_STORED ROWS_:
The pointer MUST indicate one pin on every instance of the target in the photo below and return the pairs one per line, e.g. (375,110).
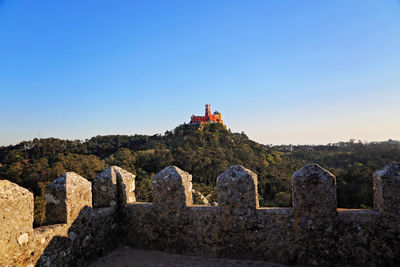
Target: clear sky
(282,71)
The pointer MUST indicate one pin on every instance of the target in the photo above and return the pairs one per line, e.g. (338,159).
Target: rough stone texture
(66,197)
(314,192)
(113,184)
(238,229)
(387,189)
(127,185)
(128,257)
(105,188)
(172,189)
(16,219)
(237,190)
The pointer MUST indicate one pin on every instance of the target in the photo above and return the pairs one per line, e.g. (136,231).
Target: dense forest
(205,151)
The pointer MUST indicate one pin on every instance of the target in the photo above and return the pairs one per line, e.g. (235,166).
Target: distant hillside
(204,151)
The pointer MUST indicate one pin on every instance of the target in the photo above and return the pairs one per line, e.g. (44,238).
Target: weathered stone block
(314,192)
(112,185)
(16,219)
(126,185)
(387,189)
(66,197)
(172,189)
(237,190)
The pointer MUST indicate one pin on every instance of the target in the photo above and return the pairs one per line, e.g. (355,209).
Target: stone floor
(126,257)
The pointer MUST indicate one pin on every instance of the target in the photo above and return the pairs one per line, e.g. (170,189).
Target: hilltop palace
(208,118)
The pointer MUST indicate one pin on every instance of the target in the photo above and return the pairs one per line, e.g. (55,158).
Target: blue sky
(282,71)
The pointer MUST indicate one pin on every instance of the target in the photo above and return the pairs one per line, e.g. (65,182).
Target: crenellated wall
(86,220)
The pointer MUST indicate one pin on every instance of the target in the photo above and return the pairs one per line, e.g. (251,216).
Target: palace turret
(209,117)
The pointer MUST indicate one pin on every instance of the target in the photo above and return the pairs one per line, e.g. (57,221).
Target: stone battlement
(88,219)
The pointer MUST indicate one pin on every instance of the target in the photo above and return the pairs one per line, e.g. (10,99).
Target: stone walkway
(127,257)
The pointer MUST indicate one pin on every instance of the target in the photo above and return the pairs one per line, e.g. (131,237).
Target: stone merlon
(314,231)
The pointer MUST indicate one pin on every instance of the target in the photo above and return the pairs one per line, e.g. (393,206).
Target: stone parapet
(313,231)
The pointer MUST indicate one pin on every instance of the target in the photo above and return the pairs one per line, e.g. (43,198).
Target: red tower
(208,117)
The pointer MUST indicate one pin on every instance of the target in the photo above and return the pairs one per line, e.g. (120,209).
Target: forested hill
(205,152)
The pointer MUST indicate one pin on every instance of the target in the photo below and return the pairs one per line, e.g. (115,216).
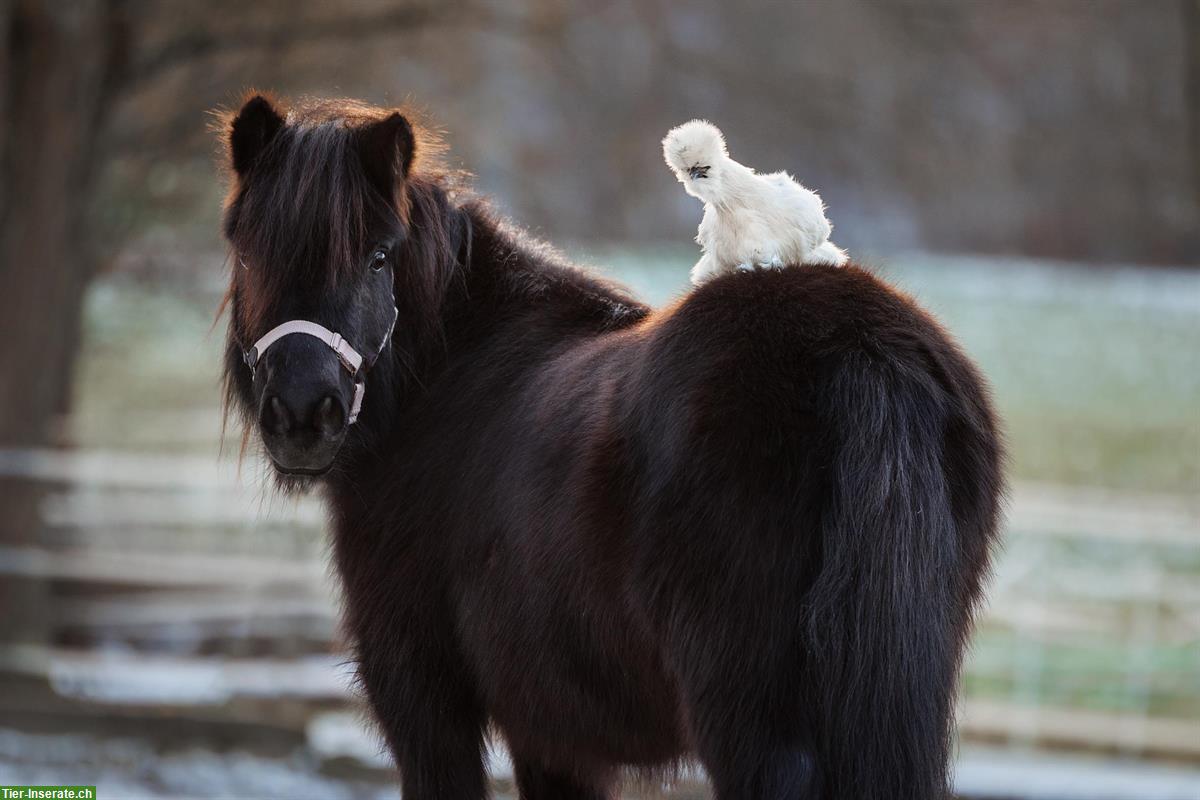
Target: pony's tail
(883,613)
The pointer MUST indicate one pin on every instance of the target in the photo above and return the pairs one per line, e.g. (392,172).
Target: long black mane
(748,529)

_WHAT THE TASK ASKS_: Can you output all of the items above as a two-column CSV with the header row "prompt" and "points", one row per item? Put each item's text in one quoted field and its answer in the other, turn any line breaks into spaces, and leave the pictures out.

_PROBLEM SOLUTION_:
prompt,points
"The pointer MUST indicate one pin on every instance of the target in the photo below and return the pairs one per line, e.g. (375,110). Target: clear sky","(282,71)"
"The pointer MUST indicate one pin on every instance of the target in the photo above and return the pairs one per line, e.g. (338,159). Target: rough stone texture","(66,197) (314,192) (113,184) (238,229) (387,189) (127,185) (128,257) (105,188) (172,189) (16,219) (237,190)"
"The pointer MUST indicate one pin on every instance of the target in the photo above and return the pairs one per line, e.g. (136,231). Target: dense forest","(205,151)"
"The pointer MUST indicate one pin on every instance of the target in the photo above and return the pairs one per line, e.g. (235,166). Target: distant hillside","(204,151)"
"The pointer MUST indicate one pin on every instance of the target in the photo above and return the pairs one per line, e.g. (44,238). Target: weathered stone block","(314,192) (112,185) (16,219) (126,185) (387,189) (66,197) (172,189) (237,190)"
"The pointer MUST indicate one pin on every instance of the target in the photo above and return the pairs one per line, e.g. (355,209). Target: stone floor","(126,257)"
"The pointer MUST indicate one pin on every instance of the target in the photo above and return the pairs one per line, e.g. (170,189). Target: hilltop palace","(208,118)"
"The pointer MUST indicate one pin on every instance of the target in the photo above and return the pairs one per line, e.g. (55,158). Target: blue sky","(282,71)"
"The pointer MUST indicate one pin on every instance of the target in the photo above and return the pairs one per line, e.g. (65,182). Target: crenellated wall","(86,220)"
"The pointer MUST indicate one pin on every instance of the target in the photo above and return the pairs one per line, e.g. (251,216). Target: palace turret","(209,117)"
"The pointer MUST indicate one pin on every instance of the target in the photo above and return the pairs one per line, e.g. (57,221). Target: stone battlement","(88,219)"
"The pointer MUST indicate one pin on every instance of the target in the photo above and return the pairs one per line, e.g. (10,99). Target: stone walkway","(127,257)"
"The pointer MUST indicate one pin on every instance of the target in the photo above and return the pairs one per line, e.g. (131,237). Target: stone merlon","(314,231)"
"The pointer MUST indicate one pin on every instance of the target in the photo above and return the pairs one per line, e.g. (393,206). Target: stone parapet","(313,231)"
"The pointer MUST indicate one pin on every instance of the target in the photo above and return the pairs one per line, e.g. (43,198). Target: red tower","(208,117)"
"The pointer MUST indicate one pin on every instance of the target in the photo above and return the pairs one per line, e.g. (120,209). Target: forested hill","(205,152)"
"The pointer MUST indicate one pin on every instance of the target in the photo below and return the pairs one per line, e.g. (115,216). Target: pony's tail","(883,613)"
"The pointer MUST indicate one pin on every instance of the target in the photo above and return the pairs one per line, e.g. (392,172). Target: long black mane","(748,529)"